Copia del texto sobre Tabitha el fragmento que va desde "Con el tiempo, la" hasta "hay que eliminar.", sin alterar nada.

## TEXTO DE LECTURA

-.-.-

“Hace algunos años, mis padres hablaron conmigo sobre la mutilación genital femenina”, comenta Tabitha, de 15 años. “Me contaron los efectos nocivos y lo entendí, y dije que no me cortarían jamás”.
“Seguiré en la escuela y terminaré mis estudios”, añade, “y lucharé por los derechos de las niñas, para que no tengan que someterse a la MGF”.
Tabitha, que creció en Kenya, vio cómo menguaba poco a poco su grupo de amigas, a medida que estas se sometían a la mutilación genital femenina, dejaban la escuela y se casaban. Pero los padres de Tabitha, Moisés y Susana, estaban informados sobre los daños que se derivan de la mutilación genital femenina. Asimismo, pensaban que, además de no ser un precepto religioso, la práctica contravenía las enseñanzas de la fe cristiana.
Pese a la enorme presión social para que sometieran a su hija a la práctica, Moisés y Susana se mantuvieron firmes y la apoyaron para que permaneciera en la escuela y participara en ritos de iniciación alternativos que respetaran la integridad de su cuerpo.
Al principio, lucharon solos, hasta el extremo de que Tabitha fue secuestrada con el propósito de someterla a la mutilación genital femenina, pero sus padres y su pastor la rescataron antes de que sufriera algún daño.
Con el tiempo, la opinión de la comunidad ha cambiado en beneficio de la seguridad de Tabitha y otras niñas, a medida que más y más personas han ido aceptando que la mutilación genital femenina es una práctica nociva que hay que eliminar.

-.-.-

## DATOS PROPORCIONADOS
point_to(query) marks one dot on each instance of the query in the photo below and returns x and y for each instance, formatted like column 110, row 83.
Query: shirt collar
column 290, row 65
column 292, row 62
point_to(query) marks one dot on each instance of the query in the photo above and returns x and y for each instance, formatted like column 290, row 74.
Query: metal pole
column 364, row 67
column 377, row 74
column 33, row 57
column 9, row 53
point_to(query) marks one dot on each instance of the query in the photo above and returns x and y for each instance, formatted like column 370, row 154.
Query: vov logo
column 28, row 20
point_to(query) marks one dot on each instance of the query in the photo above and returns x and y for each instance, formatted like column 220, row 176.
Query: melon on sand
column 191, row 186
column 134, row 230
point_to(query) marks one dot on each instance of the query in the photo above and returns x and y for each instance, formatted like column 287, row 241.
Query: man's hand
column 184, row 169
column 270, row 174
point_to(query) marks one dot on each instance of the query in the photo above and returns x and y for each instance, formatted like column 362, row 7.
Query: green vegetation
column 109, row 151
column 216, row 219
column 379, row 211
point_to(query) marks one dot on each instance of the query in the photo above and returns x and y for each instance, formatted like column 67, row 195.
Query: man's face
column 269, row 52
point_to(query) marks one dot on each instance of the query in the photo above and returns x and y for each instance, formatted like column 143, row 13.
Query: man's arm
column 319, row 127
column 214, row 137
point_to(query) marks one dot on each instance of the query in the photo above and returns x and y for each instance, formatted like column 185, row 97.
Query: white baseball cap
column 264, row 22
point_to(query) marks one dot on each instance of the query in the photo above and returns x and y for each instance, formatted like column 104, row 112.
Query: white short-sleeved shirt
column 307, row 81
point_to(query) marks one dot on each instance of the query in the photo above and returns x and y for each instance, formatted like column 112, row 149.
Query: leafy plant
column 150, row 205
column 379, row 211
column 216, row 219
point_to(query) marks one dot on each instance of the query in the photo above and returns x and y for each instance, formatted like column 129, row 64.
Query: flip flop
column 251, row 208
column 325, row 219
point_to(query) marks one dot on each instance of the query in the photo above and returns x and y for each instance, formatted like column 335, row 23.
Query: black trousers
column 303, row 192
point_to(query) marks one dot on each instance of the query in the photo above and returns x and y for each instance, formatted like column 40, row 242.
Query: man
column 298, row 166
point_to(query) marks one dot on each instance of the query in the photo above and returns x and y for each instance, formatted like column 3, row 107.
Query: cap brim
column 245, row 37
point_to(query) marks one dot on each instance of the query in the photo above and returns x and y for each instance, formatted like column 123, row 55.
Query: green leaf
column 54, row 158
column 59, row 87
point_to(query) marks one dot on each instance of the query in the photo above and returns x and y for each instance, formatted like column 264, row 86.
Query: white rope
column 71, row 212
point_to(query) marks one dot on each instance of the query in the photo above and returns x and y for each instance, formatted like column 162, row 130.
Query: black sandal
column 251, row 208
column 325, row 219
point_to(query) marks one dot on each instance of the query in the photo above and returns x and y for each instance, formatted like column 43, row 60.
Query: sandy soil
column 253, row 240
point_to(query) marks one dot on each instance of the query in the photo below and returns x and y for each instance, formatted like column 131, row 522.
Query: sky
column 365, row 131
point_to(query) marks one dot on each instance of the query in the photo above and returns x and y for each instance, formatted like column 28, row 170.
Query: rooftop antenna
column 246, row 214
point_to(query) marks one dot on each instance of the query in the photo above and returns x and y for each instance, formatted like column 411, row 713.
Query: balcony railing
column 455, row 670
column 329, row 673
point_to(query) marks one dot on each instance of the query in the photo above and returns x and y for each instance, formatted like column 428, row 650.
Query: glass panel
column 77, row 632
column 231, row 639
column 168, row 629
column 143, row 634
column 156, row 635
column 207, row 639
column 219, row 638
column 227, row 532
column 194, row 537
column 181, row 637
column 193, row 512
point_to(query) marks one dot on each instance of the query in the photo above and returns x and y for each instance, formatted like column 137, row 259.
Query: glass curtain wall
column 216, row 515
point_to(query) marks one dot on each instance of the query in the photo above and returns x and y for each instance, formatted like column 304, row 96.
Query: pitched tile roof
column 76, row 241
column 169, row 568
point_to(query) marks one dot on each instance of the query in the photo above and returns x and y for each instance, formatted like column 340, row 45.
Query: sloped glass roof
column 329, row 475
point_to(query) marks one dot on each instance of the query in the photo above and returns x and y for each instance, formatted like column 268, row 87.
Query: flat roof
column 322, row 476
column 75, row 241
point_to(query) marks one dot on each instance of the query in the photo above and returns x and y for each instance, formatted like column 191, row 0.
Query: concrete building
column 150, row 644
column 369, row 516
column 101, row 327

-.-.-

## RESPUESTA
Con el tiempo, la opinión de la comunidad ha cambiado en beneficio de la seguridad de Tabitha y otras niñas, a medida que más y más personas han ido aceptando que la mutilación genital femenina es una práctica nociva que hay que eliminar.